**About this task:** Word for word, transcribe all of the records.

[Dataset entries]
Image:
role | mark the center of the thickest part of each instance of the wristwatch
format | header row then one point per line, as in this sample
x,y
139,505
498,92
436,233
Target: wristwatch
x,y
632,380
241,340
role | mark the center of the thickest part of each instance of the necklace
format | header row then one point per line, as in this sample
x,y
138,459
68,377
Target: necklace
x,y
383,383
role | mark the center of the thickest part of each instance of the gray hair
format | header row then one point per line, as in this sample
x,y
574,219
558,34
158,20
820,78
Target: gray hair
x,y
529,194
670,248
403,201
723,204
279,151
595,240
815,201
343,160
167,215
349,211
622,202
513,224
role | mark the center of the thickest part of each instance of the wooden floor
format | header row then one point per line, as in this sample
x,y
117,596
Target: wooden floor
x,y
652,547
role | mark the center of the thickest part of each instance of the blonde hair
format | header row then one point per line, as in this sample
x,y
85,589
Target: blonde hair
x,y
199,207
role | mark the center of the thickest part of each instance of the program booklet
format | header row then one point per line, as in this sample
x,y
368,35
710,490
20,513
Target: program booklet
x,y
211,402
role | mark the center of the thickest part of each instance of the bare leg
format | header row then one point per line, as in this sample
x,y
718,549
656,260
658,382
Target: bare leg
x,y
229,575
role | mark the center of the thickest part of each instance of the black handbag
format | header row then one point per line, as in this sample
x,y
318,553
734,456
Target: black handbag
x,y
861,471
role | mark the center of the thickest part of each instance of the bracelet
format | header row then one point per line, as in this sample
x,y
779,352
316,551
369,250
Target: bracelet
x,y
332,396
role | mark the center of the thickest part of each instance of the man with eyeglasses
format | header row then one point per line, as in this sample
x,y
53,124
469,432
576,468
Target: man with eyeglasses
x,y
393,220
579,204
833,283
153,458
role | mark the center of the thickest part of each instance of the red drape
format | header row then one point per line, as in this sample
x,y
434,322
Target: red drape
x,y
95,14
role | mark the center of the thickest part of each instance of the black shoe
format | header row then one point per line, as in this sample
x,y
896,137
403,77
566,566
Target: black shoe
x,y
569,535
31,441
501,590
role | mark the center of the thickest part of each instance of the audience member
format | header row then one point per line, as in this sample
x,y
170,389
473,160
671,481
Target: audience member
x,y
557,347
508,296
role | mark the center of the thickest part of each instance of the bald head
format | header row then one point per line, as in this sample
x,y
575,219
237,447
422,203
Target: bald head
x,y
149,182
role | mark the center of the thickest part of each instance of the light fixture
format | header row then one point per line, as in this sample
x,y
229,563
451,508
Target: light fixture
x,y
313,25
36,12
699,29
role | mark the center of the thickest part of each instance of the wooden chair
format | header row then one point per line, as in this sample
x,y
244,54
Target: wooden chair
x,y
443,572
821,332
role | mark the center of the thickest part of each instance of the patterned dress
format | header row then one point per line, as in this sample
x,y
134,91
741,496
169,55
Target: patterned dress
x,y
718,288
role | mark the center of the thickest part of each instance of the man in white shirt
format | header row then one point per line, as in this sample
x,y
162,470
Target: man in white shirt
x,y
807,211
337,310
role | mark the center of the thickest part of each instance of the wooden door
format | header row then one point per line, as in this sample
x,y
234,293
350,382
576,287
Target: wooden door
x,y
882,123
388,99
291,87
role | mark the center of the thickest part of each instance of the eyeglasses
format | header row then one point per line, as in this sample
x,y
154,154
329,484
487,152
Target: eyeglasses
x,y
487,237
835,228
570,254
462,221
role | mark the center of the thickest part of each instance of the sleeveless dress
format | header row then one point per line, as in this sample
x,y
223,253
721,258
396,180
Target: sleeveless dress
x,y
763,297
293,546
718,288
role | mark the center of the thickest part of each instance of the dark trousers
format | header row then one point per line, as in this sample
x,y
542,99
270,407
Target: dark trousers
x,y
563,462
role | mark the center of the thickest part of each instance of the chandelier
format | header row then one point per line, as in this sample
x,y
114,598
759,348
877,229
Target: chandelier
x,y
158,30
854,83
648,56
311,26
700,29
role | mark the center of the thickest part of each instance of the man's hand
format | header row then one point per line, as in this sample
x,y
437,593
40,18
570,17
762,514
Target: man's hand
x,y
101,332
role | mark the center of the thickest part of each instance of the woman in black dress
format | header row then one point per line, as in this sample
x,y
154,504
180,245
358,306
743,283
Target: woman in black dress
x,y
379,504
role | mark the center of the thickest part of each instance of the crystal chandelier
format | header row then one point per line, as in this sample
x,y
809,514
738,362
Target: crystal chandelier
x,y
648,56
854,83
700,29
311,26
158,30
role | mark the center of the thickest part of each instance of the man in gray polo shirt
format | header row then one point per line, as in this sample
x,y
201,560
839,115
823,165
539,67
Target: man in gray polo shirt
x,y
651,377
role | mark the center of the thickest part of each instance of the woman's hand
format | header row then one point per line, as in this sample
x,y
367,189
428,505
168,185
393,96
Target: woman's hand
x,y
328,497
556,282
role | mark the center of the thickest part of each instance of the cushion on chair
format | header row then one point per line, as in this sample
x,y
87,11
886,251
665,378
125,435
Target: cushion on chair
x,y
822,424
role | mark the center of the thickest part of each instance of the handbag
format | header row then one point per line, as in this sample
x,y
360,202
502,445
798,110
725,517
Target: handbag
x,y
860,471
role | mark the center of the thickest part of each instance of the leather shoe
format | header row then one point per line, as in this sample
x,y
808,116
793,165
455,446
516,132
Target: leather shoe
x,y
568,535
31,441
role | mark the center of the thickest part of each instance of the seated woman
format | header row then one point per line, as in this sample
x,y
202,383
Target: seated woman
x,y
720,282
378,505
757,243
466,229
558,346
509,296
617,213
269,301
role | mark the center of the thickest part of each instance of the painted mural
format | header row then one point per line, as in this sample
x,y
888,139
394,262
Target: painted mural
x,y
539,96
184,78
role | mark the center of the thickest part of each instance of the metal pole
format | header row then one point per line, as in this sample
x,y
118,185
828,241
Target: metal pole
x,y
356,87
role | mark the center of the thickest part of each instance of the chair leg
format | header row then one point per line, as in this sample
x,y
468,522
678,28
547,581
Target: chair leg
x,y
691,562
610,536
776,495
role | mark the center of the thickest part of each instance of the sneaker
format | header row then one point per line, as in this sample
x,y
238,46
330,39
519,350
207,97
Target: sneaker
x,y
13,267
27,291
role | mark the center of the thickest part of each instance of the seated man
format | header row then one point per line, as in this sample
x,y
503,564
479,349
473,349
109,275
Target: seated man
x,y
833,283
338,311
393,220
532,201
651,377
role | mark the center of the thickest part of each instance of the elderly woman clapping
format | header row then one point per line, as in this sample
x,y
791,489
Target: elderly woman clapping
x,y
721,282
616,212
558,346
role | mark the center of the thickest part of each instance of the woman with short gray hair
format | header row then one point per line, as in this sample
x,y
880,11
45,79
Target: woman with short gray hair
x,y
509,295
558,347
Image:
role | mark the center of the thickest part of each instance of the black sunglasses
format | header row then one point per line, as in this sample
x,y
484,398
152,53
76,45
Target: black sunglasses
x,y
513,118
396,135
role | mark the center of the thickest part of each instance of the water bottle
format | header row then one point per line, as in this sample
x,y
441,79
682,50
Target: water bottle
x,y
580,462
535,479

**Expected output:**
Image:
role | mark the center of the thickest part of each instance of the wristwatch
format | header row then one point per line, as in this sample
x,y
139,505
498,92
436,233
Target: wristwatch
x,y
632,380
241,340
role | mark the center of the thickest part of each instance of the necklace
format | header row then one point per line, as in this sample
x,y
138,459
68,377
Target: necklace
x,y
383,383
role | mark the center of the thickest part of each instance of the gray hair
format | header row then one point per line, as in this sample
x,y
574,219
558,34
158,20
820,78
Target: gray hair
x,y
529,194
670,248
403,201
723,204
279,151
595,240
815,201
343,160
167,215
349,211
622,202
513,224
role | mark the center of the thickest part of each instance of the wooden floor
format | header row then one point per line, as in this sample
x,y
117,596
Target: wooden floor
x,y
652,547
role | mark the center of the thickest part of each instance of the blonde hair
format | header row then one point per line, as in this sample
x,y
85,589
Target: blonde hair
x,y
199,207
role | mark the center of the thickest part of each instance of the program booklet
format | header row then one point per line, as in this sample
x,y
368,35
710,490
20,513
Target: program booklet
x,y
211,402
role | mark the center of the thickest part of each instance of the bare leg
format | header row then one point per line, as in this sample
x,y
718,549
656,260
658,382
Target: bare leg
x,y
229,575
role | mark the center of the thickest part of each instance of the black handbag
format | header row then one point per line, as in this sample
x,y
318,553
734,456
Target: black handbag
x,y
861,471
role | mark the center of the thickest part of each instance of the bracelet
format | header row then one point per line, as in this sample
x,y
779,352
316,551
369,250
Target: bracelet
x,y
332,396
role | mark the center of the thickest part of each instance of the man with eyeglasses
format | header row then one point per line, as in this sample
x,y
53,124
469,432
576,468
Target: man with eyeglasses
x,y
393,220
579,204
833,283
153,458
role | mark the center of the thickest part of each instance of the red drape
format | header row then one point per line, as in this sample
x,y
434,322
Target: red drape
x,y
95,14
role | mark the center of the thickest part of each instance of the black shoe
format | header row then one point per line, as in this sample
x,y
896,137
403,77
566,566
Target: black shoe
x,y
569,535
31,441
501,590
role | mark the center of the thickest part of each instance of the audience member
format | header row then one point per line, as in this sample
x,y
170,389
473,160
671,481
Target: audience member
x,y
557,347
508,296
role | mark the center of the thickest part of each instance of the bald head
format | header row then one point per line, as in this sample
x,y
575,219
237,447
422,203
Target: bald head
x,y
149,182
role | mark the center of the thickest part of each instance of the light fixture
format | header row then one point per line, as in this sample
x,y
229,563
451,508
Target: light fixture
x,y
313,25
36,12
699,29
role | mark the center of the thickest part of each instance of the wooden chair
format | header row then one point per line, as in this sample
x,y
244,54
Target: wooden chair
x,y
443,572
821,332
role | mark the center of the thickest part of each instance of the patterned dress
format | header row then one point per line, as in this sample
x,y
134,91
741,496
169,55
Target: patterned dress
x,y
718,288
role | mark the center of the thickest part of each instance of the man in white shirt
format | header row then one point per line, as in this sample
x,y
162,470
Target: man in white shirt
x,y
807,211
337,310
role | mark the center of the thickest part of each instance of the wooden door
format | header row then one point per line, as in this sample
x,y
234,293
350,382
576,287
Target: wooden door
x,y
882,123
388,99
291,87
role | mark the center of the thickest part of each instance of the eyeglasses
format | header row then one point per line, as in this sample
x,y
154,154
329,484
487,152
Target: eyeglasses
x,y
487,237
835,228
570,254
462,221
role | mark the center of the thickest part of each instance of the sleeveless dress
format | header row then one point per line, as in this sample
x,y
223,253
721,258
396,180
Target: sleeveless dress
x,y
763,297
293,546
718,288
role | mark the center of the thickest part of each instance of the dark trousers
format | header row then one point per line, as in this sample
x,y
542,99
270,407
Target: dark trousers
x,y
563,462
role | mark the center of the thickest part of each instance of the chandelier
format | header row then one point per line, as in this sample
x,y
114,598
759,348
877,229
Target: chandelier
x,y
158,30
854,83
648,56
311,26
700,29
role | mark the center of the thickest part of each instance of the man's hand
format | header row then one point per line, as in this sample
x,y
437,593
40,18
570,17
762,514
Target: man's hand
x,y
101,332
role | mark the center of the thickest part of each instance of the woman in black dress
format | header row then one point per line, as in this sample
x,y
154,504
180,245
358,306
743,283
Target: woman in black dress
x,y
379,504
role | mark the center of the thickest part of each instance of the crystal chandelier
format | header row then one point per line, as in this sample
x,y
809,514
738,362
Target: crystal chandelier
x,y
648,56
854,83
700,29
311,26
158,30
role | mark the center of the thickest part of each instance of the man in gray polo shirt
format | header row then one point per line, as in this sample
x,y
201,560
839,115
823,165
539,67
Target: man in gray polo shirt
x,y
651,377
role | mark the center of the thickest part of each instance of the woman's hand
format | header row then one point per line, as in this sample
x,y
367,189
428,505
168,185
393,96
Target: woman's hand
x,y
328,497
556,282
role | mark the center of the thickest part of each instance of the cushion on chair
format | header row then one point per line, as in this sample
x,y
87,11
886,251
665,378
125,435
Target: cushion on chair
x,y
822,424
role | mark the center of the thickest part of each instance of the handbag
format | header row then one point per line, as in this sample
x,y
360,202
502,445
798,110
725,517
Target: handbag
x,y
860,471
role | mark the center of the thickest part of each instance of the leather shoe
format | header row then one point per line, as in this sample
x,y
808,116
793,165
455,446
516,132
Target: leather shoe
x,y
568,535
31,441
role | mark the center of the thickest part of each instance of the seated woman
format | header row then one point per line, as in this sample
x,y
202,383
Target: seated woman
x,y
720,282
378,505
757,243
466,229
558,346
509,296
617,213
269,301
role | mark the center of the thickest part of each instance of the painted mural
format | header row then one point per line, as in this sample
x,y
888,139
394,262
Target: painted mural
x,y
539,96
184,78
role | mark the center of the thickest part of each instance of the metal pole
format | header row then one point per line, as in this sample
x,y
118,185
828,241
Target: metal pole
x,y
356,87
role | mark the center of the thickest part of each instance of the chair leg
format | header row then one point per line, as in this sample
x,y
468,522
678,28
547,581
Target: chair leg
x,y
691,562
610,536
776,495
role | mark the center of the thickest part of each instance of the sneaker
format | header row then one point per line, as in this sample
x,y
238,46
330,39
519,350
207,97
Target: sneaker
x,y
13,267
27,291
role | mark the center of the thickest part of each instance of the seated man
format | header row then one point per line, as in this sample
x,y
503,564
479,349
473,349
109,275
Target: seated man
x,y
833,283
338,311
393,220
532,201
651,377
role | mark the center of the thickest part of each instance of the elderly woman clapping
format | header row then one point per line, as in this sample
x,y
791,489
Target: elderly woman clapping
x,y
721,282
616,212
558,346
role | mark the center of the thickest part of each instance of the woman with short gray hair
format | header row then one point per line, as in this sample
x,y
880,11
45,79
Target: woman with short gray hair
x,y
509,295
558,347
Image:
role | mark the center of the thickest part of each instance of the black sunglasses
format | header row then one point per line, as in this sample
x,y
484,398
152,53
76,45
Target: black sunglasses
x,y
513,118
396,135
role | mark the center of the thickest part of each instance of the water bottle
format | header row then one point per line, as in this sample
x,y
441,79
682,50
Target: water bottle
x,y
580,462
535,479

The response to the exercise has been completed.